= What to do =
Rewrite the items from the line that contains "Target: man's hand" through the line that contains "(1009, 293)", putting "occurrence" wherever "instance" appears and leaving all else unchanged. Give only those lines.

= Information supplied =
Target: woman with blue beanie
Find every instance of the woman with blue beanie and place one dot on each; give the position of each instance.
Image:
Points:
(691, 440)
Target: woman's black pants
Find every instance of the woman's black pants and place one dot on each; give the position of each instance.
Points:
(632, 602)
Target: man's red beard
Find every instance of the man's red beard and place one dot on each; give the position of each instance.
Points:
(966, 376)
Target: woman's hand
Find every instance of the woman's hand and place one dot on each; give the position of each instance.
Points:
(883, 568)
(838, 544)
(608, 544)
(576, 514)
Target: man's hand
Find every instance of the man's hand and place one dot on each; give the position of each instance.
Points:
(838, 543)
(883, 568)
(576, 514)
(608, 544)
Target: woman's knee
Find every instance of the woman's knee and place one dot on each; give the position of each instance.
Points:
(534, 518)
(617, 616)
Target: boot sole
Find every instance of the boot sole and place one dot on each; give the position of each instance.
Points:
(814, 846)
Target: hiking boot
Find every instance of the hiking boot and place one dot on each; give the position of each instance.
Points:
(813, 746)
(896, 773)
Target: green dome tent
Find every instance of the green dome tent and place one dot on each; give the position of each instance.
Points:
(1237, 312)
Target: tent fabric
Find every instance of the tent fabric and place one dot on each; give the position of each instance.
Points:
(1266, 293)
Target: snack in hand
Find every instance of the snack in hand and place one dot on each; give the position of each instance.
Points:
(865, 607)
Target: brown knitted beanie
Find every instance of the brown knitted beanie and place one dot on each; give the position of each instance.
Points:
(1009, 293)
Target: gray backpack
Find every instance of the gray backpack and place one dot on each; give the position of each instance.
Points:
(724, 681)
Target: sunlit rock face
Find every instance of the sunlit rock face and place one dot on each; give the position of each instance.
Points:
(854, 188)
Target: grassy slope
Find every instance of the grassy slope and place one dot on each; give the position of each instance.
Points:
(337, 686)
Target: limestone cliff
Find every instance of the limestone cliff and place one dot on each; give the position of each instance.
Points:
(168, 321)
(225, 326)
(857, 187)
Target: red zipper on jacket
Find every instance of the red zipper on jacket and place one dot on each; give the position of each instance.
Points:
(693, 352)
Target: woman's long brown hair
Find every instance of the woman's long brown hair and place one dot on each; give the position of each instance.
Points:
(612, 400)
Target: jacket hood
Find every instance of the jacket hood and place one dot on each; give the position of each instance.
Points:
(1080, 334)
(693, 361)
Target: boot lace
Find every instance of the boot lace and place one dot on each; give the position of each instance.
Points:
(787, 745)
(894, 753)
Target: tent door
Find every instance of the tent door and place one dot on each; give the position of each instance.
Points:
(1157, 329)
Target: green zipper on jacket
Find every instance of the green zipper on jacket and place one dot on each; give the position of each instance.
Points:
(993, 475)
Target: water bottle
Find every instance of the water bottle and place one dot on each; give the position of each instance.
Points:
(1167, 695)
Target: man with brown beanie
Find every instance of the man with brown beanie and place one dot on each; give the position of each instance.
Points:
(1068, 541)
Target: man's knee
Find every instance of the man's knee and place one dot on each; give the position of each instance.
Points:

= Answer in full =
Target: man's hand
Find every occurrence of the man's hand and place one dot on each; give the position of each occurrence.
Points:
(838, 543)
(883, 568)
(576, 514)
(608, 544)
Target: woman's knee
Find every occurrence of the woman's knee and place one dot on each; give the position of each occurrence.
Points:
(534, 518)
(617, 616)
Target: boot sole
Find every occurrence of the boot sole and place one dot on each; give the position of each occurrence.
Points:
(814, 846)
Target: hiking boot
Find every occurrence of the hiking boot and place one dot on each; give the position of each occurrence.
Points:
(813, 746)
(896, 773)
Target: green dome tent
Find every occurrence of the green dome tent and place one dot on each; give the position of each occurrence.
Points:
(1237, 312)
Target: tent fabric
Find every occurrence of the tent fabric and place one dot on each; give the position of each occurrence.
Points:
(1266, 293)
Target: snack in hand
Find every occurrence of the snack in hand and place one dot on each; give the position of each occurrence.
Points:
(865, 607)
Target: brown knitted beanie
Find every occurrence of the brown knitted beanie and place one dot on each; give the position of each occurrence.
Points:
(1009, 293)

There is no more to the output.